Source »
————————

LIST OF SERMONS

 

REFORMED AND ALWAYS REFORMING

Martin Camroux

Sometimes preachers have a lot to say.  A preacher one day was in full flood.  Driving home his points with eloquence and passion, throwing his whole heart and soul into the sermon.  Suddenly one of the congregation began to walk out.  Preachers always find it difficult when people walk out and this time the preacher lost his cool.  “Brother, why are you leaving”.  The man turned round “I’m going to get my hair cut”.  “Why couldn’t you have got it cut before the service started”.  “It didn’t need it then”. 

Today I shall try not to be so long but I do have a lot to cover.  In the next 4 weeks we’ve going to look at the great movements which have helped to mould us as a Church.  Today it’s the Reformation.  Then Evangelical Revival, liberal theology and the ecumenical movement.  My hope is this can help as we seek to live the faith today. 

Firstly through the United Reformed Church we are rooted in the Reformation.  Its battle cry was Semper Reformanda – the Church Reformed and Always Reforming.  To try to give you the flavour of what it means to be a Reformed Church I want to take 3 people and 3 moments.

————————

Instructions »
• a. Which great movements does the sermon on the Reformed tradition list as having helped mould the Church and as the subjects of the coming weeks? Name all of them.
• b. Could you resume the sermon on the Reformed tradition after its last sentence and carry it further?

Excerpted records »
————————

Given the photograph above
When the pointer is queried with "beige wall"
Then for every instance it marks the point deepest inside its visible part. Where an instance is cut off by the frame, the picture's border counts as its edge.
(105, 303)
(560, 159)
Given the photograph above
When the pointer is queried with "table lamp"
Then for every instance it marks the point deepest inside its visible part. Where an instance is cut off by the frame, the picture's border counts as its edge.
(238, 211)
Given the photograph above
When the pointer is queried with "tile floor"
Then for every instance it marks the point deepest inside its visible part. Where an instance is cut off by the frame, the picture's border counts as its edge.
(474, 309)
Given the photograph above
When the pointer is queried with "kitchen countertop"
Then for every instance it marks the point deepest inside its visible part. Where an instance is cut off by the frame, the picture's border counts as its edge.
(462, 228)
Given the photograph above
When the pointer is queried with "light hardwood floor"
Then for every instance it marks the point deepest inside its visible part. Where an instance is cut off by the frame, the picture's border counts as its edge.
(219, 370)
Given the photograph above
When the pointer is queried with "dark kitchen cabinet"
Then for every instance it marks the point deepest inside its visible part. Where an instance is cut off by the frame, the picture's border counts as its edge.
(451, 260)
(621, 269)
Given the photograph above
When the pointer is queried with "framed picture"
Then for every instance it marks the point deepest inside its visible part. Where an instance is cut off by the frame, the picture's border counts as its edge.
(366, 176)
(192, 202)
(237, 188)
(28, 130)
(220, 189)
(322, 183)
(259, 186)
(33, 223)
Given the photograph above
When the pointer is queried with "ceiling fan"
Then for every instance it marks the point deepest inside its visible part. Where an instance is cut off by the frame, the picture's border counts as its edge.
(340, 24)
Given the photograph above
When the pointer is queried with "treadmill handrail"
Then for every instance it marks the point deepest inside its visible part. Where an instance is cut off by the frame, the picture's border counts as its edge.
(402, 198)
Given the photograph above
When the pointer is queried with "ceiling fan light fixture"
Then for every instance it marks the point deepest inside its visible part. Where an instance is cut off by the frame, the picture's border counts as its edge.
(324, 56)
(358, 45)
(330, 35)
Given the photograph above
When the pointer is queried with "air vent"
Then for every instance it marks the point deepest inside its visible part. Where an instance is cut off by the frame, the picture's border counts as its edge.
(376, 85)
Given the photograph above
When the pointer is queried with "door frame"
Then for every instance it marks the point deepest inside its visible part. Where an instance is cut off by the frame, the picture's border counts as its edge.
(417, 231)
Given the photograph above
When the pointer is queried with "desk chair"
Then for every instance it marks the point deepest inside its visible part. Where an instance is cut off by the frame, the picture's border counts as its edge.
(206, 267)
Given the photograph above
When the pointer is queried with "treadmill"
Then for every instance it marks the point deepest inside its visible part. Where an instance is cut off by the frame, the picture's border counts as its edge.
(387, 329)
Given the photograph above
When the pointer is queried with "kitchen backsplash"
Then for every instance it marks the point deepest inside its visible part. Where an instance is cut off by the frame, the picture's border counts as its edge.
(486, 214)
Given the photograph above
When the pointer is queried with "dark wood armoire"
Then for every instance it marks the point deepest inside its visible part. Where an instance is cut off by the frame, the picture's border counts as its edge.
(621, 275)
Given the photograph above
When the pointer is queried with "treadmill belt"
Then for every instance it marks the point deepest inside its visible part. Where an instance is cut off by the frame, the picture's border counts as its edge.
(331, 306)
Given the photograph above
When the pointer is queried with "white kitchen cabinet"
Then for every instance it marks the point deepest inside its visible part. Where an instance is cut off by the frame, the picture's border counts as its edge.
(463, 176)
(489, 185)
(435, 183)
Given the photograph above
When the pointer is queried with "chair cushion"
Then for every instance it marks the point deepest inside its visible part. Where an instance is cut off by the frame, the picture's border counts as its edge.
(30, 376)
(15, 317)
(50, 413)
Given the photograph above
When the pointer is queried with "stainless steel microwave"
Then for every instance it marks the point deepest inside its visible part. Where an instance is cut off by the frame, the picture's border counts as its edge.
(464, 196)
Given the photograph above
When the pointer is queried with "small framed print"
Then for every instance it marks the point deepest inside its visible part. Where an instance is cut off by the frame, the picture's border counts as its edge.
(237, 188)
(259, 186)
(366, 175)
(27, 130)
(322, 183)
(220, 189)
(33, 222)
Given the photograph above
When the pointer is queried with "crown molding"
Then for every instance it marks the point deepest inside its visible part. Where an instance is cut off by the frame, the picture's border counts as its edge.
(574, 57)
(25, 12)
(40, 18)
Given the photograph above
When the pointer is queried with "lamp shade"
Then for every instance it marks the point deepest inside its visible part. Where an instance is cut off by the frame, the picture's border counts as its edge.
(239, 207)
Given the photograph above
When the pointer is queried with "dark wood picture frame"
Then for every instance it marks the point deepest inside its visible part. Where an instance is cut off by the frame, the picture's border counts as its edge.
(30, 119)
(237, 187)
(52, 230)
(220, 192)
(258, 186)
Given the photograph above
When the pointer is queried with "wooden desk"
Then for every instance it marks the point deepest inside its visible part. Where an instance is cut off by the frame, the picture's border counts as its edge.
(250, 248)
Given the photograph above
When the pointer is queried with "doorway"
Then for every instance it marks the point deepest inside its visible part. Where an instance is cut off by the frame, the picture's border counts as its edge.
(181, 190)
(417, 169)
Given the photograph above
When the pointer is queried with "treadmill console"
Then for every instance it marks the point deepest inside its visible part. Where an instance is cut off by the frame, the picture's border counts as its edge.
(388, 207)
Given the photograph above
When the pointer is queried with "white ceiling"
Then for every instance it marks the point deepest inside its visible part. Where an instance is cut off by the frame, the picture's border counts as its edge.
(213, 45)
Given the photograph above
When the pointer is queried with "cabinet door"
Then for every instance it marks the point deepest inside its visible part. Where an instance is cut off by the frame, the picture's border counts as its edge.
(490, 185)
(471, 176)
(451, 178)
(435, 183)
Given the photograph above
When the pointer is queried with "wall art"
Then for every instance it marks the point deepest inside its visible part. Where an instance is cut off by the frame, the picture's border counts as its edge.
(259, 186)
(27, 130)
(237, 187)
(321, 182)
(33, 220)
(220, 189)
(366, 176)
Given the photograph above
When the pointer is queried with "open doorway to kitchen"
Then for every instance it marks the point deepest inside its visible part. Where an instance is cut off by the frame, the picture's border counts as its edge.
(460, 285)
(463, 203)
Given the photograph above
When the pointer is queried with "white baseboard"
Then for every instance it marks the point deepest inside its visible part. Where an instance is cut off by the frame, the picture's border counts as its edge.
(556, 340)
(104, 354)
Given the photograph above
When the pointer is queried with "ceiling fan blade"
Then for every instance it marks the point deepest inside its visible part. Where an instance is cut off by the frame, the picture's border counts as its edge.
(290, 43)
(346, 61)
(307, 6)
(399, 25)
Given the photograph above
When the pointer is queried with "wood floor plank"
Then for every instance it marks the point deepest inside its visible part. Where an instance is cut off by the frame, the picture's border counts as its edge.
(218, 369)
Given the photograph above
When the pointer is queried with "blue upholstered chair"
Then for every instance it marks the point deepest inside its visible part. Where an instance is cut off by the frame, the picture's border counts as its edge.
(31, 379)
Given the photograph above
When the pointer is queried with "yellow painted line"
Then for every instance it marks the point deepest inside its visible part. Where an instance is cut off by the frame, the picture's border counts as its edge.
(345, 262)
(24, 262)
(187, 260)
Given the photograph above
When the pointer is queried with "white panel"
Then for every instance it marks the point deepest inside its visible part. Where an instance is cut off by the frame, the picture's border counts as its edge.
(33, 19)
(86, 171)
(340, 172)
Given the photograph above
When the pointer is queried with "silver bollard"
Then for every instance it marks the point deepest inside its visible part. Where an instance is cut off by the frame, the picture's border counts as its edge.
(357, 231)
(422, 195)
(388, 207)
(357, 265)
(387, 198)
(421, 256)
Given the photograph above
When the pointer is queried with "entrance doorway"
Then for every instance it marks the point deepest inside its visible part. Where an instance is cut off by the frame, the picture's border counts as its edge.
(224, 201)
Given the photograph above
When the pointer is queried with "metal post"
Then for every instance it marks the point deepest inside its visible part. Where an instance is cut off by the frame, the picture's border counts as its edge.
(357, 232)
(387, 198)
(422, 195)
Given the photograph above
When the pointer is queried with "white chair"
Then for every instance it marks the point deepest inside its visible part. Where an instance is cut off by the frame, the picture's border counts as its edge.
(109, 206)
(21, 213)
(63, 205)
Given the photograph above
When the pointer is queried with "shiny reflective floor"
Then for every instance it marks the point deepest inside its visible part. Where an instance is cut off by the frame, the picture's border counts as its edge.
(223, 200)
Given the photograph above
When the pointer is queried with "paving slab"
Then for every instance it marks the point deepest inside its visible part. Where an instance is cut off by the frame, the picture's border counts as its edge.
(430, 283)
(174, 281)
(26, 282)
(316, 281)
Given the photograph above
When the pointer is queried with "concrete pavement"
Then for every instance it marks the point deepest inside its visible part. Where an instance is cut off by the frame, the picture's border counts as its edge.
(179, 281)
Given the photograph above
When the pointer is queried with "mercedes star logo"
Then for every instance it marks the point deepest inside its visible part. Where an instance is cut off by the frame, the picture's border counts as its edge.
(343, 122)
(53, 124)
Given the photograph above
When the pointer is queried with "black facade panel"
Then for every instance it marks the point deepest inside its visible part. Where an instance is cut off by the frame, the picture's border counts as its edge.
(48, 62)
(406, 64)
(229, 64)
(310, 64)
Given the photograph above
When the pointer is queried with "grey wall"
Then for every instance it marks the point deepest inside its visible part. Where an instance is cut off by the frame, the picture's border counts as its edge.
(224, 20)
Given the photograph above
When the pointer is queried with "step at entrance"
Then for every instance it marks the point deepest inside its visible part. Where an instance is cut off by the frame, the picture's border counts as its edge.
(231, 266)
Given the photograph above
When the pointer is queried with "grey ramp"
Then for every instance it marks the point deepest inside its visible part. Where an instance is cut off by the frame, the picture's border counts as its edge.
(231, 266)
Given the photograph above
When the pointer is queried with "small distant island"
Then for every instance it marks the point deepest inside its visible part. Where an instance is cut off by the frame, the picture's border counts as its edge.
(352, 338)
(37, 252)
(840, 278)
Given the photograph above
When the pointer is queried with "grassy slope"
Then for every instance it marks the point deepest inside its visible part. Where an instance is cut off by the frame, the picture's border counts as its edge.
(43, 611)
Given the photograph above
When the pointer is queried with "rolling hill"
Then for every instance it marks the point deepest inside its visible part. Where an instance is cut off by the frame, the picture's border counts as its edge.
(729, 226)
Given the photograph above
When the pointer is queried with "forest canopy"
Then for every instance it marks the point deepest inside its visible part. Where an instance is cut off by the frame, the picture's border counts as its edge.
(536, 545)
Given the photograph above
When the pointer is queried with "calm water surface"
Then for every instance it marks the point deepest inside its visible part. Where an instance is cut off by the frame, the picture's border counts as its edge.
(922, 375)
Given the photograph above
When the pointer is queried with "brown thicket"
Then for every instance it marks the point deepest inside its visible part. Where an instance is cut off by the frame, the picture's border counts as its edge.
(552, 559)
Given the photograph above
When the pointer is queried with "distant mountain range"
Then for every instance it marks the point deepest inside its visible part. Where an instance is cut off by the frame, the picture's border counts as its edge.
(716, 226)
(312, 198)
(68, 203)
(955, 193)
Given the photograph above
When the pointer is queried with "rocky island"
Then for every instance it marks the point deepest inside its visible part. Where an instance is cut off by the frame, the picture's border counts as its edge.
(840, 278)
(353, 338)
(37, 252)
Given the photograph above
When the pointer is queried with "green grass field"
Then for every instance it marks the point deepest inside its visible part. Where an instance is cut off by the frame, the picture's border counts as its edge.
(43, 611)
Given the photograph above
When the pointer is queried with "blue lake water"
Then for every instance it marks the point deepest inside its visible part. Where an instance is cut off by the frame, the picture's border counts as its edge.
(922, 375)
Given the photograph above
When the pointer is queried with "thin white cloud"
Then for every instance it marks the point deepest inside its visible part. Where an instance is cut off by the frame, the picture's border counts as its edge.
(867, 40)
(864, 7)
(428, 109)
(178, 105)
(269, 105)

————————

Responses by task »
• a. The Reformation, the Evangelical Revival, liberal theology, and the ecumenical movement.

• b.
The first moment is 1517 and the man Martin Luther.  The Papacy is nearly bankrupt.  It will do anything to raise money.  The Pope comes up a money making scheme.  Buy your way into heaven.  He offers to sell an indulgence which will cancels out all your sins or those of anyone else you buy it for.  In Germany a Friar called Tetzel is sent to sell them.  “As soon as the coin drops in the box the soul flies out of purgatory”.

Luther is outraged.  He storms to the Castle Church at Wittenberg and nails his protest to the Church door.  You cannot buy God’s forgiveness that is a free gift of his grace.  The Pope is corrupt.  The Bible not the Church is the source of authority.  The Church must be Reformed.  Tumult follows.  Luther is summoned by the Emperor Charles 5 to account for his views before the Imperial Diet at Worms.  Facing the whole power of Church and state he will not give an inch. 

 “Unless I am proved wrong by Scripture or by evident reason, then I am a prisoner in conscience to the word of God.  I cannot retract and I will not retract.  To go against conscience is neither right not safe.  Here stand I.  I can do no other”

This is the beginning of Reformed faith.  One man in obedience to Scripture and reason willing for what he believes to be the truth if necessary alone.  This is a faith which is deeply personal.  Luther translates the Bible into German and puts a copy in every pew so that everyone may read it.  He writes hymns in German so everyone may sing.  He preaches the heart of saving faith is the individual experience of the saving grace of God.  You cannot hand your conscience over to anyone else, and you cannot live on anyone else’s experience of  God.  It must be personal.  Nothing else really works.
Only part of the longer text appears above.